**The request**
Render the lines from the one containing "the stone cross" up to and including the final line as a numbered list, omitting any blank lines.

═══ Data ═══

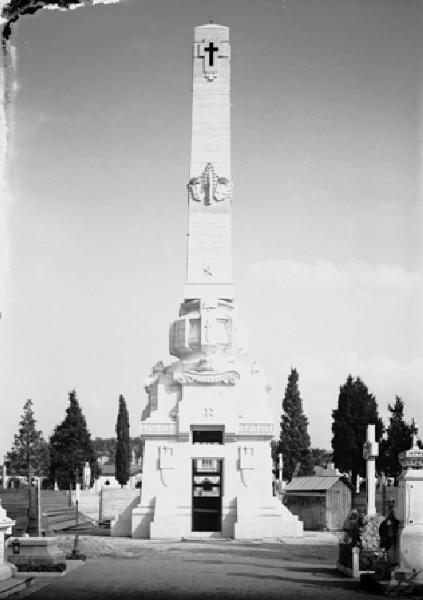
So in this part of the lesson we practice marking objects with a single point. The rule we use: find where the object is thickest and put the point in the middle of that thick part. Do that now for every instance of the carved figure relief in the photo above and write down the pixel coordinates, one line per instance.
(208, 187)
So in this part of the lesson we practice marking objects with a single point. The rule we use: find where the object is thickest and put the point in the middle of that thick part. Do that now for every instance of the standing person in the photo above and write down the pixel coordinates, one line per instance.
(388, 532)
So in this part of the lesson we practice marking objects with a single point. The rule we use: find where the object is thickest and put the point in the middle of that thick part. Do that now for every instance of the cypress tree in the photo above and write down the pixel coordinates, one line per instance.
(398, 439)
(29, 455)
(123, 451)
(357, 408)
(71, 447)
(295, 440)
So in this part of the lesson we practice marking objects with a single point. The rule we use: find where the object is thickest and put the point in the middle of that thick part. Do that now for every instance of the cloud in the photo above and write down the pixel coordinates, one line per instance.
(323, 274)
(8, 87)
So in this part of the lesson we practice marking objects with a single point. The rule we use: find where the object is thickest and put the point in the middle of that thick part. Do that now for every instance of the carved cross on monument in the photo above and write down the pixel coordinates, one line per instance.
(211, 49)
(370, 452)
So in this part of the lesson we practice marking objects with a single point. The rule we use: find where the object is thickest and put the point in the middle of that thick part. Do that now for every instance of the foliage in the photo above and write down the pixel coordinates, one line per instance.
(29, 455)
(70, 447)
(295, 440)
(398, 439)
(320, 457)
(107, 447)
(357, 408)
(123, 452)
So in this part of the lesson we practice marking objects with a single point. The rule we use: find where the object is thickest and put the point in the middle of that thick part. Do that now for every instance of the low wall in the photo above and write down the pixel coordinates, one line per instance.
(359, 500)
(117, 505)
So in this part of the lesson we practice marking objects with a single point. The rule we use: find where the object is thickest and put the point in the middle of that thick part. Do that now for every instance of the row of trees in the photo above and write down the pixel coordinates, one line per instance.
(62, 459)
(356, 409)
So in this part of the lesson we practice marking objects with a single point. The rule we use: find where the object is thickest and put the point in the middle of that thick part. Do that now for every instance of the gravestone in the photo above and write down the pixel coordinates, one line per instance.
(6, 569)
(370, 453)
(410, 508)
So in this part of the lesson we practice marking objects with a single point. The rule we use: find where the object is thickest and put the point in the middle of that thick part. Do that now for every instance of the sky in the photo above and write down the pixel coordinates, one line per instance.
(327, 210)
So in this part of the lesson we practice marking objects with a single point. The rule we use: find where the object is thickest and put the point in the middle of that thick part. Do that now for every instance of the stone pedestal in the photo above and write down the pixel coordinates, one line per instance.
(410, 510)
(36, 554)
(6, 569)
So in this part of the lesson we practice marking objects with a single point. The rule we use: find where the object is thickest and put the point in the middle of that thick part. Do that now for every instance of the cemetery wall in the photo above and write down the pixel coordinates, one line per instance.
(359, 500)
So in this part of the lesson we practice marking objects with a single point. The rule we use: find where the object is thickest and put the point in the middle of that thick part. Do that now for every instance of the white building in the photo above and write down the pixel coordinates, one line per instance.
(207, 427)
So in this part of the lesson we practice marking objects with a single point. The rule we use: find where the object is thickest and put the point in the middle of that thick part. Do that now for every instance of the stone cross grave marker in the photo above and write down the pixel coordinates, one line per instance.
(370, 452)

═══

**Task output**
1. So in this part of the lesson we practice marking objects with a single point. The rule we use: find where the object is thickest and put the point in the middle of that thick part. Do that now for every instance of the stone cross grave marker in the photo above and write down the pixel coordinates, one line per instance.
2. (370, 452)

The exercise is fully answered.